I have been soldering like mad. Although the hardware design was not 100% complete, I got really tired of stuff falling out all over the place when I was carrying a breadboard around, so I started wiring it up to perf-board. I also ordered a Boarduino so that I could mount the Arduino on headers on the board, instead of having it be a separate component with jumper-wires connecting it to the main-board.

Once I get all the stuff wired up, there will be a round of debugging where I shake out any mistakes I made in the wiring, followed by another round of software revision, shaking out any lingering bugs and refining any small features that I have glossed over in my desire to get to a working product. I am going to a welding workshop this weekend, and it would be really exciting to have this ready to demonstrate, but I'm not holding my breath. The Boarduino comes tomorrow, and there is every chance that I will find a show-stopping problem that I have totally missed. Even if things go smoothly, it's a lot of work to get done, but it's not out of the question.

Here are some pics of the project in its current state.









And a video:

[Rambozo]

Looks like you are getting there.
Did you ever think about using an ardunio perf-shield for a nice compact plug on solution for your wiring points and multiplexer? Something like this.



Since you are back to the PWM you could also add the voltage regulator so that the welder will never get a 5 volt signal even if something happens to stop the PWM. Just dial in the max signal you want then use PWM to lower that as required. I don't see any decoupling caps for those chips, either, something to consider to help prevent noise issues.

[joshuab]

Looks like you are getting there.
Did you ever think about using an ardunio perf-shield for a nice compact plug on solution for your wiring points and multiplexer? Something like this.

I did, but the protoshields that I'm aware of don't have enough space for the components I'm using. For example, the one I have only has space for a total of 10 rows of DIP IC.



The Boarduino sort of turns that on its head: instead of putting the perf-board on the Arduino, it puts the Arduino on the perf-board.

Since you are back to the PWM you could also add the voltage regulator so that the welder will never get a 5 volt signal even if something happens to stop the PWM. Just dial in the max signal you want then use PWM to lower that as required. I don't see any decoupling caps for those chips, either, something to consider to help prevent noise issues.

Great minds think alike. I built a voltage divider to pull the Arduino's 5v down to a max of 2.7v. This makes sure that, no matter what software mistake might happen, the welder will never see over 2.7v from the Arduino. And it simplifies the code, since I can just use the full range of PWM output, instead of tracking max volts and taking output as a percentage of that. Technically, it also about doubles my usable resolution, but that hardly matters.

### DATA SHOWN
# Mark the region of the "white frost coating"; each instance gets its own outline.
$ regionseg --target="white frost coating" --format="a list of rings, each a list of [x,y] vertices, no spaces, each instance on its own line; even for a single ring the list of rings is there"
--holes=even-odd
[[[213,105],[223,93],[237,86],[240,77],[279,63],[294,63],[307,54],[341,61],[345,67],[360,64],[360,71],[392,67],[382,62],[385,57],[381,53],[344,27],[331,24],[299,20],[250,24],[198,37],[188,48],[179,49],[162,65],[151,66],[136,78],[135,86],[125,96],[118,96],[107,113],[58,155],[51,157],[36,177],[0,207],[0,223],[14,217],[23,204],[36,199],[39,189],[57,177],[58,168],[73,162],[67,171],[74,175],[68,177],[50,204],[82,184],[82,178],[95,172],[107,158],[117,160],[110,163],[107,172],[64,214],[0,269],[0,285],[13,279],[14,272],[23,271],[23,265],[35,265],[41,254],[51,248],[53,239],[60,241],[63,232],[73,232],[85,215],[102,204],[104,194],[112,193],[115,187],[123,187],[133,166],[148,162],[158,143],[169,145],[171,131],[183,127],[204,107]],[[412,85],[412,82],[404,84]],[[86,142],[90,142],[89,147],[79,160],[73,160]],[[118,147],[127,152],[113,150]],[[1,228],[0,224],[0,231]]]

### EXERCISE INSTRUCTIONS
According to the forum thread, what did the builder make to keep the welder from ever seeing more than 2.7 volts from the Arduino? Answer using only the forum thread.

### RESPONSE BELOW
A voltage divider that pulls the Arduino's 5 volts down to a maximum of 2.7 volts.